Questions to answer:
a. In the COVID-19 severity article, how many patients' electronic health records did the Vanderbilt researchers analyze?
b. Please extend the COVID-19 severity article below, picking up after its last sentence.

Passage provided:
· · ·

Pneumococcal vaccines, flaxseed, turmeric, medications linked to less severe COVID-19

Aug. 24, 2021

Analyzing electronic health records (EHRs) of 9,748 patients diagnosed with COVID-19, researchers at Vanderbilt University Medical Center asked whether COVID-19 severity correlated with any drugs that happened to be taken by these patients in the months leading up to their diagnosis.

Based on EHR drug tables and natural language processing of clinical notes, the analysis took in exposures to 213 drugs and dietary supplements. In addition to deaths, the team looked for correlations with hospitalization, ICU admission and the need for mechanical ventilation.

The team’s report in Clinical Pharmacology & Therapeutics highlights 17 drug ingredients significantly associated with decreased COVID severity.

After accounting for patient age, sex, race, ethnicity and other illnesses and conditions, two different vaccines against pneumococcal disease were each associated with nearly 70% decreased risk of death among COVID-19 patients, and a tetanus-diphtheria vaccine was associated with 62% decreased risk of death.

· · ·

The data:

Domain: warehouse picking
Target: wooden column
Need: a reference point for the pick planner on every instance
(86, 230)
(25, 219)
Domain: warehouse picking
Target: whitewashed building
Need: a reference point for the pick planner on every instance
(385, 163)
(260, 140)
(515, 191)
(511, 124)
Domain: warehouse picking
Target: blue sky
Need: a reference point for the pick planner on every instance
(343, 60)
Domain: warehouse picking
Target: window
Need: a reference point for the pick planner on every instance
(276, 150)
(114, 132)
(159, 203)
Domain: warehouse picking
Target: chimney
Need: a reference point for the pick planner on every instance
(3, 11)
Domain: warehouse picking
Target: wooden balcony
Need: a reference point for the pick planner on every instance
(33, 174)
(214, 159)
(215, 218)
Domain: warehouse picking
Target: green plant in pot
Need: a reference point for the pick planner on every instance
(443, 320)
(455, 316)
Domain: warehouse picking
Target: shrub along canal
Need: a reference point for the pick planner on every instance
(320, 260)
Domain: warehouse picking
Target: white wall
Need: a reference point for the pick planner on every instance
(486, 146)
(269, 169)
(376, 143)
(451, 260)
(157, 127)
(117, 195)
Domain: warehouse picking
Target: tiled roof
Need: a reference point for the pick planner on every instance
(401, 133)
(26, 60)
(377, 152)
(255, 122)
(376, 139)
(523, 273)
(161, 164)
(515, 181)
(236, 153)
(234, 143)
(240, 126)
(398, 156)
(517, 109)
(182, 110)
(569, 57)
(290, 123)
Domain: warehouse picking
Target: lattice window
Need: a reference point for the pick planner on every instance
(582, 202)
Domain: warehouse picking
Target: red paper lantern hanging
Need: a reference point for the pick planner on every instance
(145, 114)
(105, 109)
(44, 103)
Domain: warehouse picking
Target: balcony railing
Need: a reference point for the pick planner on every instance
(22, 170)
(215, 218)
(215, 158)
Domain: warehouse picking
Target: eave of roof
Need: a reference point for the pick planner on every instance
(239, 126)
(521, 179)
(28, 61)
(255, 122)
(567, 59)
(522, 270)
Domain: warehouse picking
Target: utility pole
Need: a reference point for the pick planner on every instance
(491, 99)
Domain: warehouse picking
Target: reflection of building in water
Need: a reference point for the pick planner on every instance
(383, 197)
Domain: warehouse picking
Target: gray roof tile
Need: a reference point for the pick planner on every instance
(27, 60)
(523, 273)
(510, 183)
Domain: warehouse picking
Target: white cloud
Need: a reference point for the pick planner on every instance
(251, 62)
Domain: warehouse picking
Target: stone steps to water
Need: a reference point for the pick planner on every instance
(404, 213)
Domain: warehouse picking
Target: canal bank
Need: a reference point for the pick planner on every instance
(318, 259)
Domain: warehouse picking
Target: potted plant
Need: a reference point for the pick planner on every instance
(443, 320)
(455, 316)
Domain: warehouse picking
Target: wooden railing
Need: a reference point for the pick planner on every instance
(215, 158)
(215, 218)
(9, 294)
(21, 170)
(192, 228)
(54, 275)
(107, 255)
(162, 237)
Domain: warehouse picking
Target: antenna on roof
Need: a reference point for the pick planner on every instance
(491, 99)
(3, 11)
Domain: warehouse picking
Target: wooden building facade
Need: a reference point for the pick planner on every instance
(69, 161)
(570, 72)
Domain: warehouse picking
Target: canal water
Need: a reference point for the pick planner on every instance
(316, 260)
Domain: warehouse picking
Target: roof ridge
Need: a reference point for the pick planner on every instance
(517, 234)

· · ·

Per-task answers:
a. 9,748

b.
“It seems probable that the protection apparently afforded by these vaccines may at least in part be by virtue of their reducing co-infections or secondary bacterial infections that might contribute to COVID-19 exacerbations. Therefore, when recommended, we strongly advocate for these vaccines to not be delayed or discontinued due to the pandemic, as they may help prevent severe COVID-19 outcomes,” Cosmin Bejan, PhD, Assistant Professor of Biomedical Informatics, said.

Other drugs correlating with reduced COVID-19 severity included ibuprofen, two additional vaccines, two nasal spray ingredients, a decongestant, a cough suppressant, and various home remedies and dietary supplements, including flaxseed extract, turmeric extract and omega-3 fatty acids.